What is expected.
Pick up the article on nigral neuronal loss and α-synuclein in Parkinson's disease after its last sentence, and continue it.

*** Opening of Passage for review ***

Nigral neuronal loss and α-synuclein pathology scrutinised in PD

The severity of neurodegeneration and local burden of α-synuclein are closely coupled during disease progression in Parkinson’s disease (PD), a post-mortem study has found.

The study also casts doubt on the pathogenetic role of α-synuclein aggregates in elderly patients, since nigral neuronal loss was present before the local appearance of α-synuclein.

α-synuclein is a presynaptic protein that is the principal component of Lewy bodies but little is known about the temporal relationship between occurrence of α-synuclein pathology and neurodegeneration during disease progression.

To investigate, Anke Dijkstra (VU University Medical Center, Amsterdam, the Netherlands) compared pathological features of post-mortem human brain tissue from three groups: 20 people with incidental Lewy body disease (iLBD), 24 patients with PD and 12 age-matched controls.

Among PD patients, the mean age of disease onset was 67.9 years, the mean disease duration was 13.6 years and eight (36%) had dementia. The three groups had a similar mean age at death but mean Braak staging amyloid-β score was higher in PD patients than in the others.

Assessment of serial sections of brain tissue at the level of the oculomotor nerve revealed nigral neuronal loss in patients with iLBD and PD. The mean nigral neuronal density was almost 20% lower in iLBD patients (5015 cells/mm3) and 55% lower (2771 cells/mm3) in PD patients than in healthy controls (mean 6214 cells/mm3).

Neuronal density also differed significantly among Braak α-synuclein stages, the researchers report. There was an overall negative correlation between nigral neuronal density and Braak α-synuclein stages; furthermore, a significant 46% decline occurred during the progression from stage 3 to 4.

*** Close of Passage for review ***
*** Opening of Data for analysis ***

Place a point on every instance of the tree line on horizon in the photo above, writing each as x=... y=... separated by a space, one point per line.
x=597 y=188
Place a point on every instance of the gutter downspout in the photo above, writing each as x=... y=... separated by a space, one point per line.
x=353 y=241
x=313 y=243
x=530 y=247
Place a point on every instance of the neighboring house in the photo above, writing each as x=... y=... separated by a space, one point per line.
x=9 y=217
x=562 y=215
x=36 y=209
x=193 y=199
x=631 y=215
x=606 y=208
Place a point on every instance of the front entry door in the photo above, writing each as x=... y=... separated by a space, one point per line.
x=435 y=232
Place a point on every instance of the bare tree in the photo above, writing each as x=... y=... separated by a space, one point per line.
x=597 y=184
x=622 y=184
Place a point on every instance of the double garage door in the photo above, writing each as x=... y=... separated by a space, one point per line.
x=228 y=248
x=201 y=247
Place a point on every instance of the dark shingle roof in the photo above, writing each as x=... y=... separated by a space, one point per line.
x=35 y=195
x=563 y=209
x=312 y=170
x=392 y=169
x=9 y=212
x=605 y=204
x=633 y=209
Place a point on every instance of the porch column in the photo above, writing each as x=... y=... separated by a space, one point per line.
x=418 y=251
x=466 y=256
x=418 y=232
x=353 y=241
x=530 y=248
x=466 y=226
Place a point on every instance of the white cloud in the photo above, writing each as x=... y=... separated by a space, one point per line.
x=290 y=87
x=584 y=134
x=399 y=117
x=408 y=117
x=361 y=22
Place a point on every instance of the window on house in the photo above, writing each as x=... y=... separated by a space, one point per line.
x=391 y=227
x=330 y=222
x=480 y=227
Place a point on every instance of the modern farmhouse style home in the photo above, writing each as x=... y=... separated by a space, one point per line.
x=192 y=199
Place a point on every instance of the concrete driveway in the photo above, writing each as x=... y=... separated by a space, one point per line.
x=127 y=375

*** Close of Data for analysis ***

Final answer.
The authors observed intracytoplasmic α-synuclein aggregates, extracellular α-synuclein aggregates and Lewy neurites in the substantia nigra of all subjects with Braak α-synuclein stages 3–6, indicating more advanced neurodegenerative disease.

Interestingly, the density of extracellular aggregates and Lewy neurites correlated negatively with the decrease in neuronal density. Also, in patients with Braak α-synuclein stage 3 through 6, the total α-synuclein burden in the substantia nigra was negatively correlated with nigral neuronal density.

Taken together, these findings indicate that nigral neuronal loss is present in the early stages of PD and precedes the presence of α-synuclein aggregates. Furthermore there is a steep decrease in neuronal density between Braak α-synuclein stage 3 and stage 4, whereas differences in other consecutive stages were less pronounced.

This “suggests that the disease progression is not linear but rather negatively exponential, as previously suggested by others”, say the authors in Movement Disorders.

Further, their results “strengthens the idea that iLBD represents the premotor phase of PD.”